Rewrite the lines of the listing from the one containing "Highlight-reel tagging: indicate the tree" through the end, inclusive, with "dropping" replaced by "placing" and everything else unchanged.

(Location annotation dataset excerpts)
┌──
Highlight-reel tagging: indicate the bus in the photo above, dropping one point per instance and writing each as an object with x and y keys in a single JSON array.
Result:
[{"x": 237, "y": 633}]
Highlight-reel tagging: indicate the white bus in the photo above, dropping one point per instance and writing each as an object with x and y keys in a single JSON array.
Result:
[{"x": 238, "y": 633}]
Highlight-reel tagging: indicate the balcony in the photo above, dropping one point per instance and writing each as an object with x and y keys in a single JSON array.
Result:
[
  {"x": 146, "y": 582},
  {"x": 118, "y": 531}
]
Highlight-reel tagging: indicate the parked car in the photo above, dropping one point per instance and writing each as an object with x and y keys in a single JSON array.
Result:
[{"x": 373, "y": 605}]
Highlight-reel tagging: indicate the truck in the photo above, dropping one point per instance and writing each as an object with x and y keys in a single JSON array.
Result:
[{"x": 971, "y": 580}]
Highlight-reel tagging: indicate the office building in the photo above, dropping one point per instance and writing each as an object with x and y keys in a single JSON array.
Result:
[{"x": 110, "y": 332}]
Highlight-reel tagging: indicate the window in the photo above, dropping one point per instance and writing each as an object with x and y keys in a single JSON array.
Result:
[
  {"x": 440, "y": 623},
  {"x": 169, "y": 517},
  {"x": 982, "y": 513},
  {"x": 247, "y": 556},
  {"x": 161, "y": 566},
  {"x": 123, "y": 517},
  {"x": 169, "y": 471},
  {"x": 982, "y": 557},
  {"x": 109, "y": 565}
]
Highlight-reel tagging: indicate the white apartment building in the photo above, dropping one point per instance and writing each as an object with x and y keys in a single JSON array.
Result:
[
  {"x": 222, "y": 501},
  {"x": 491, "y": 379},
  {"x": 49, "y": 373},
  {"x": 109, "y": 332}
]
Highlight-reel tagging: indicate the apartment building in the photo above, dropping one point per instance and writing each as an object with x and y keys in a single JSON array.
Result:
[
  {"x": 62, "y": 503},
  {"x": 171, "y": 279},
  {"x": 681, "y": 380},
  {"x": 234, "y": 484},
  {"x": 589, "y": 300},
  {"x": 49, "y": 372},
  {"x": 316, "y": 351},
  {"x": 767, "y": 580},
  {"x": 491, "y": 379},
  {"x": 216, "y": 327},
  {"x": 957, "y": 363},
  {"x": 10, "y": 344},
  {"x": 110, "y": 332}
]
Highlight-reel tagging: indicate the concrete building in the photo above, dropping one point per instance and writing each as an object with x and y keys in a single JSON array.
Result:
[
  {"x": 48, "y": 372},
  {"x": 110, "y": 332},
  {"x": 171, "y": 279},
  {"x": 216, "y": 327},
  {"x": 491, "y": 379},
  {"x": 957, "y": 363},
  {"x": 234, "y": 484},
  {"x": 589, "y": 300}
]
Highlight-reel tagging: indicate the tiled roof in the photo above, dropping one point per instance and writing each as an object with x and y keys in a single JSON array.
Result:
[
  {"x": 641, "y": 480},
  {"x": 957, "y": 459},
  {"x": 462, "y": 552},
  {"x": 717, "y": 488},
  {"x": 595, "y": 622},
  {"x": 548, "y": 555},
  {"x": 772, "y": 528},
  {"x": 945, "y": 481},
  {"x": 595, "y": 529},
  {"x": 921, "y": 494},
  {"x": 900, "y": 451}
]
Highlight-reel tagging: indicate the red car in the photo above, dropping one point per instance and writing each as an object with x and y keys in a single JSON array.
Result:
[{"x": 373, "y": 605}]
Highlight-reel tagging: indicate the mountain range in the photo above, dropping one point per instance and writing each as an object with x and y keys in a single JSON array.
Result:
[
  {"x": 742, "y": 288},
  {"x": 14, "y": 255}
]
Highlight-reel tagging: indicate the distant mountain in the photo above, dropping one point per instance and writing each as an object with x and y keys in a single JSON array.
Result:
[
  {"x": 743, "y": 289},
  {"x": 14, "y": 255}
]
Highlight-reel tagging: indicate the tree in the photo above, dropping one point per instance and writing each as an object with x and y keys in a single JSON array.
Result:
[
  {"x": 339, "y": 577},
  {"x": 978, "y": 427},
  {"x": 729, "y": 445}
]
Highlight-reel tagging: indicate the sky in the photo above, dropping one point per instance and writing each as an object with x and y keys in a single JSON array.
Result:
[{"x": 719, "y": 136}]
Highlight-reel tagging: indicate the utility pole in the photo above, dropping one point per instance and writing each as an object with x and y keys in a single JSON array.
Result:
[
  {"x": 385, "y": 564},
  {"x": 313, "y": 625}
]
└──
• _TASK RESULT_:
Highlight-reel tagging: indicate the tree in the photo above, placing one point per instance and writing each as an object with x and y keys in a single JSON array.
Result:
[
  {"x": 339, "y": 577},
  {"x": 978, "y": 427},
  {"x": 729, "y": 445}
]
Highlight-reel tagging: indicate the sky in the photo above, placing one point per instance and writing each as an object with x and y keys in a single JSON array.
Result:
[{"x": 719, "y": 136}]
Highlight-reel tagging: indicate the utility pole in the photo above, placing one point per instance and writing each as an object with x and y keys in a single JSON array.
Result:
[
  {"x": 385, "y": 564},
  {"x": 313, "y": 625}
]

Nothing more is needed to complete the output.